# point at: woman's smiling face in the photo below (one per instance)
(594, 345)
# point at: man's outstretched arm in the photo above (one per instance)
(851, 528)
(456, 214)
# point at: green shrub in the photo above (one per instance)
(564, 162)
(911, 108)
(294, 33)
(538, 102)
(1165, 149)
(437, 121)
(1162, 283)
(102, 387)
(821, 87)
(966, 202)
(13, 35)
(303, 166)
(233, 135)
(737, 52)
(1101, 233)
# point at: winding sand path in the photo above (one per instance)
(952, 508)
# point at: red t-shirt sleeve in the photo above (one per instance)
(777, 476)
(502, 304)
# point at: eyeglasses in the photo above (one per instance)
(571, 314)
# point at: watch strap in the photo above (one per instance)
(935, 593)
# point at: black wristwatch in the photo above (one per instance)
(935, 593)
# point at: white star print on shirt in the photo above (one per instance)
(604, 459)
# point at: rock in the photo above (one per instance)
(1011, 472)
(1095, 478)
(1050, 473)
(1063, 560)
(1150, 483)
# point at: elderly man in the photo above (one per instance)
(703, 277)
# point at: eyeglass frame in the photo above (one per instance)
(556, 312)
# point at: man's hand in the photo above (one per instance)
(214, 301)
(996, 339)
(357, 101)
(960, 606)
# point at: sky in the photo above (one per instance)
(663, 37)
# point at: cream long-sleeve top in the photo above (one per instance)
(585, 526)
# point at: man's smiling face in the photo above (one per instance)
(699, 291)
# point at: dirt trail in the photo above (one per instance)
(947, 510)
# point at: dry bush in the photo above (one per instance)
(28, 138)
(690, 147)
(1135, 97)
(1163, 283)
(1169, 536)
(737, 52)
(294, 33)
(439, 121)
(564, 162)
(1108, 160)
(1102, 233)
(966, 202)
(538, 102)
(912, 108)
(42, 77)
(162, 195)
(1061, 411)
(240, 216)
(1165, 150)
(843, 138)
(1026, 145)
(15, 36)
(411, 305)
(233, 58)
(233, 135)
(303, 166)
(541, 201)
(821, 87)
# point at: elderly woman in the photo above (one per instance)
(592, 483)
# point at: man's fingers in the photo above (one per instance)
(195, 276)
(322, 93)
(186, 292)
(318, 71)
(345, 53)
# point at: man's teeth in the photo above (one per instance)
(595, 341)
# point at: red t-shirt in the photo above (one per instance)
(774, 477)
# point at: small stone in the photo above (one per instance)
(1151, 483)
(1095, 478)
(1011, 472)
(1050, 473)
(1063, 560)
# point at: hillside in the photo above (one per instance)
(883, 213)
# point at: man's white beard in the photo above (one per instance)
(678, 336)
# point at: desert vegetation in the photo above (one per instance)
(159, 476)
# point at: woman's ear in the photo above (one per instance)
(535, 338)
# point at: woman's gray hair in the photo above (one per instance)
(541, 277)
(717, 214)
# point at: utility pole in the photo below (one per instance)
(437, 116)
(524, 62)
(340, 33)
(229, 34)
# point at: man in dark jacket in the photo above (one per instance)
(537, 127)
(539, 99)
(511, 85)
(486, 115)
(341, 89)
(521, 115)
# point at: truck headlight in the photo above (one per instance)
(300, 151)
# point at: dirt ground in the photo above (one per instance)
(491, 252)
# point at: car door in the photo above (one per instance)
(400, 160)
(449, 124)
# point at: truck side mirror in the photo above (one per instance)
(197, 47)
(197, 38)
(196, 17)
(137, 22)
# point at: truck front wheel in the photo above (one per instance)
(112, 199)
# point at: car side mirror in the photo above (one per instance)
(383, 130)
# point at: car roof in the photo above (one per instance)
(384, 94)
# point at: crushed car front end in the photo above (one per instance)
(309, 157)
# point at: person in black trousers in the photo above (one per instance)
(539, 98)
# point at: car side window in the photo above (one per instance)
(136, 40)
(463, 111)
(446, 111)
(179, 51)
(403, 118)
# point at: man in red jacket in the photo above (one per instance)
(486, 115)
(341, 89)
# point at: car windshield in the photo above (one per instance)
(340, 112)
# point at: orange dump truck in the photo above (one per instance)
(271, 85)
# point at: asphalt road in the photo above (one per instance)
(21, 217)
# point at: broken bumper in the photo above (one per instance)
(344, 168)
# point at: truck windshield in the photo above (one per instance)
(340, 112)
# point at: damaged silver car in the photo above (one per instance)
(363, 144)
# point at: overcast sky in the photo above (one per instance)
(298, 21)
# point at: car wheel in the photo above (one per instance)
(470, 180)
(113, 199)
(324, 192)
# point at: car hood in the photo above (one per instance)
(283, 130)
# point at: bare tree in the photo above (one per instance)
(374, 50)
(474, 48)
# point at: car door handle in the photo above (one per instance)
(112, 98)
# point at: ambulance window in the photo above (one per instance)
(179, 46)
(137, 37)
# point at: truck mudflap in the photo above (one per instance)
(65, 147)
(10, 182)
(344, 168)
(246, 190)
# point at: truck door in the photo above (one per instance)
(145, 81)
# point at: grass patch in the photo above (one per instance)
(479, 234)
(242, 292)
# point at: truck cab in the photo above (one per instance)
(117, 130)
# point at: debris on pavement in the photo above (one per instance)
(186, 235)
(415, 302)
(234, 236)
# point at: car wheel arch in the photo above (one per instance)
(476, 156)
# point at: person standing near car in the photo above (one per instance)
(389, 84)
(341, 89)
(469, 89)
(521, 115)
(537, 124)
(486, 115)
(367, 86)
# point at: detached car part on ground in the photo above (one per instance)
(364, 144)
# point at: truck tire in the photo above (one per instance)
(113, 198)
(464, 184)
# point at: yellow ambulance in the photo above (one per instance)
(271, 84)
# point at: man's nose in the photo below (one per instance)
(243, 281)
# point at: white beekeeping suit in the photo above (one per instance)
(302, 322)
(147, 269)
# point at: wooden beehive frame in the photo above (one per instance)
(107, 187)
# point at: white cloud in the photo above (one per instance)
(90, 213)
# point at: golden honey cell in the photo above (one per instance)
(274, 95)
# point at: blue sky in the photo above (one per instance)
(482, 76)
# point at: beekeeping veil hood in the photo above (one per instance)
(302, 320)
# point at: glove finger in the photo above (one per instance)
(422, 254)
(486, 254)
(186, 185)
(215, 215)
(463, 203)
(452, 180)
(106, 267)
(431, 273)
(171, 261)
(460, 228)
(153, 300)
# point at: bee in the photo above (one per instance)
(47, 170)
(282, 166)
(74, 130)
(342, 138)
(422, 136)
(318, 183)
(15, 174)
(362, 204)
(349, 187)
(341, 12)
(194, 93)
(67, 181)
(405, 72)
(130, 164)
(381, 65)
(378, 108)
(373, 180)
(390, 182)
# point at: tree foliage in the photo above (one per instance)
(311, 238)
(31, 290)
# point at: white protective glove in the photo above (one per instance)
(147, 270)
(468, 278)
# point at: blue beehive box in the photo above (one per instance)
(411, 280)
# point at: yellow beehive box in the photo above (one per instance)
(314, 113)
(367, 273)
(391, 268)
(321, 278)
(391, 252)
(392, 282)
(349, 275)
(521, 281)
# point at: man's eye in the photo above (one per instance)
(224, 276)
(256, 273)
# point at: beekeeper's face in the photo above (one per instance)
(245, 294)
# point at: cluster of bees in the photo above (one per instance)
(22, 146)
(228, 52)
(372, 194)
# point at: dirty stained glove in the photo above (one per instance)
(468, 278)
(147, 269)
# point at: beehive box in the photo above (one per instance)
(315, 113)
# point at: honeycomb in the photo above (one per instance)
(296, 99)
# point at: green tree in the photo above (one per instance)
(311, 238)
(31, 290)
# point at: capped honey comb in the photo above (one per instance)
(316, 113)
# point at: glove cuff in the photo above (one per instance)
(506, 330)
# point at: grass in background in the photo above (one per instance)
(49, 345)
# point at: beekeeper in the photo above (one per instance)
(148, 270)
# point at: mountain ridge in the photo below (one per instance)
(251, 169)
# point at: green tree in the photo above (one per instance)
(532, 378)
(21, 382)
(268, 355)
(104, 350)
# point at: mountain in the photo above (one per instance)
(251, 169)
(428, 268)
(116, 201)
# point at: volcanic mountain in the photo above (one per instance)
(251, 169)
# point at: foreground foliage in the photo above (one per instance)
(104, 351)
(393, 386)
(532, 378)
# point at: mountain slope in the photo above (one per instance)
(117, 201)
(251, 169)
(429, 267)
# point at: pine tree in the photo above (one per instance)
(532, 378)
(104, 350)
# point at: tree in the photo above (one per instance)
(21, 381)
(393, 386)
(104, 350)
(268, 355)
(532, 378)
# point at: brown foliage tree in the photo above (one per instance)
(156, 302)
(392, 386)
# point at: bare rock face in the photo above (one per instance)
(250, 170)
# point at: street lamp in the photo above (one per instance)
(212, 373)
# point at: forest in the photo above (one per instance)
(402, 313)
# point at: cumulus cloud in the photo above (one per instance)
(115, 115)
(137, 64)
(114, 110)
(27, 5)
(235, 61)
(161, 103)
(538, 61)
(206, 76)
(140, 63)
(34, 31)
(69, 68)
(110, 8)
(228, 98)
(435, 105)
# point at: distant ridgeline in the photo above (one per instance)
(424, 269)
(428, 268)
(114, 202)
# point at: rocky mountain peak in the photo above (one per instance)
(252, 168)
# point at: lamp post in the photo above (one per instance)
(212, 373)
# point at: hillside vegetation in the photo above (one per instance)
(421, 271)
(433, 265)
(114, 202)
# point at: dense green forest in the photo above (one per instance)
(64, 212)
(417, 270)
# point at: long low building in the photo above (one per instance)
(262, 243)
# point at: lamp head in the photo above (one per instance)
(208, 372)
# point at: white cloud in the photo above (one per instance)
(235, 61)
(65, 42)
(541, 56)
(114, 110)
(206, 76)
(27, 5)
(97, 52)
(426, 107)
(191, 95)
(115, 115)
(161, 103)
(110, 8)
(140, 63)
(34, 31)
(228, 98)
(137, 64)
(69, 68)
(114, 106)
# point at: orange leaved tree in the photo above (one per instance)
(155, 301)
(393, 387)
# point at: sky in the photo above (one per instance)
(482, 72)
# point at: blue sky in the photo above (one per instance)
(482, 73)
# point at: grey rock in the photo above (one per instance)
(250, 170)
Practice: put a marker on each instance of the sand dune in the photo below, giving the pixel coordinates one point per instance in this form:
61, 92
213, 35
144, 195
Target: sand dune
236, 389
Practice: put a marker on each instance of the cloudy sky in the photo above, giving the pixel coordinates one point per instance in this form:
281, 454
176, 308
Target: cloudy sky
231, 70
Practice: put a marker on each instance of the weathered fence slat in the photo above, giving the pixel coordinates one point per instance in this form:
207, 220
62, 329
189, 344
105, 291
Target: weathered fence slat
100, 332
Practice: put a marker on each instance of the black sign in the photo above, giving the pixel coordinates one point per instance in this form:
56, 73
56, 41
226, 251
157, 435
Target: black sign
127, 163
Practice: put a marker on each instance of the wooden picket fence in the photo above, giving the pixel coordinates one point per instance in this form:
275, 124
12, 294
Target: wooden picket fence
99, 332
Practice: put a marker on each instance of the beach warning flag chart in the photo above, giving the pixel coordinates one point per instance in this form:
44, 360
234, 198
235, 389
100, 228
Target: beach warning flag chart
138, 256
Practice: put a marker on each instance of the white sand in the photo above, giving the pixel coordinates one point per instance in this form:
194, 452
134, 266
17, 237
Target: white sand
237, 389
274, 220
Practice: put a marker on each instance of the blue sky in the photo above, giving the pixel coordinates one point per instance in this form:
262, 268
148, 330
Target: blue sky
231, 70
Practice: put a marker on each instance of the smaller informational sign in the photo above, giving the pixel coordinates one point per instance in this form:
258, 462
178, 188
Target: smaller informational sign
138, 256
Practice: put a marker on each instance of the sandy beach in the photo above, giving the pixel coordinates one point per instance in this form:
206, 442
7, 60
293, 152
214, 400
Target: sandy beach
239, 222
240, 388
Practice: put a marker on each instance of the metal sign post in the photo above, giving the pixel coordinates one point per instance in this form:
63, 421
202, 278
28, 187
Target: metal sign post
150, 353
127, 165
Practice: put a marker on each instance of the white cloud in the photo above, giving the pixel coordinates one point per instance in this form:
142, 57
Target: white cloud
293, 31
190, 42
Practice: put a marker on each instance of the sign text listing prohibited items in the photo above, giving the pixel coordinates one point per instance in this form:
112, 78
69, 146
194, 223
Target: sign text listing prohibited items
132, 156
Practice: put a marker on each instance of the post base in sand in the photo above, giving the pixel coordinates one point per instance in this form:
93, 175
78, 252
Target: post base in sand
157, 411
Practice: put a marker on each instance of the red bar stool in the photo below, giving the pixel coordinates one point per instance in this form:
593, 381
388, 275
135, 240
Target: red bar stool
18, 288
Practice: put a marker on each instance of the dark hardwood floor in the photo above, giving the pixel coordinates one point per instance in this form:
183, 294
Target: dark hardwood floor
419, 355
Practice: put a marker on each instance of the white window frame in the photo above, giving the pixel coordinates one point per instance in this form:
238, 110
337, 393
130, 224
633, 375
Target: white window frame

• **THE EXERCISE**:
Copy the lines exactly as they appear, starting from the beginning of the records and ending with the line that contains "(1101, 233)".

• **ANSWER TO THIS TASK**:
# point at: woman's smiling face in the photo below (one per instance)
(594, 345)
# point at: man's outstretched arm in the photo above (one per instance)
(851, 528)
(456, 214)
# point at: green shrub in the photo above (one per instance)
(564, 162)
(911, 108)
(294, 33)
(538, 102)
(1165, 149)
(437, 121)
(1162, 283)
(102, 387)
(821, 87)
(966, 202)
(13, 35)
(303, 166)
(233, 135)
(737, 52)
(1101, 233)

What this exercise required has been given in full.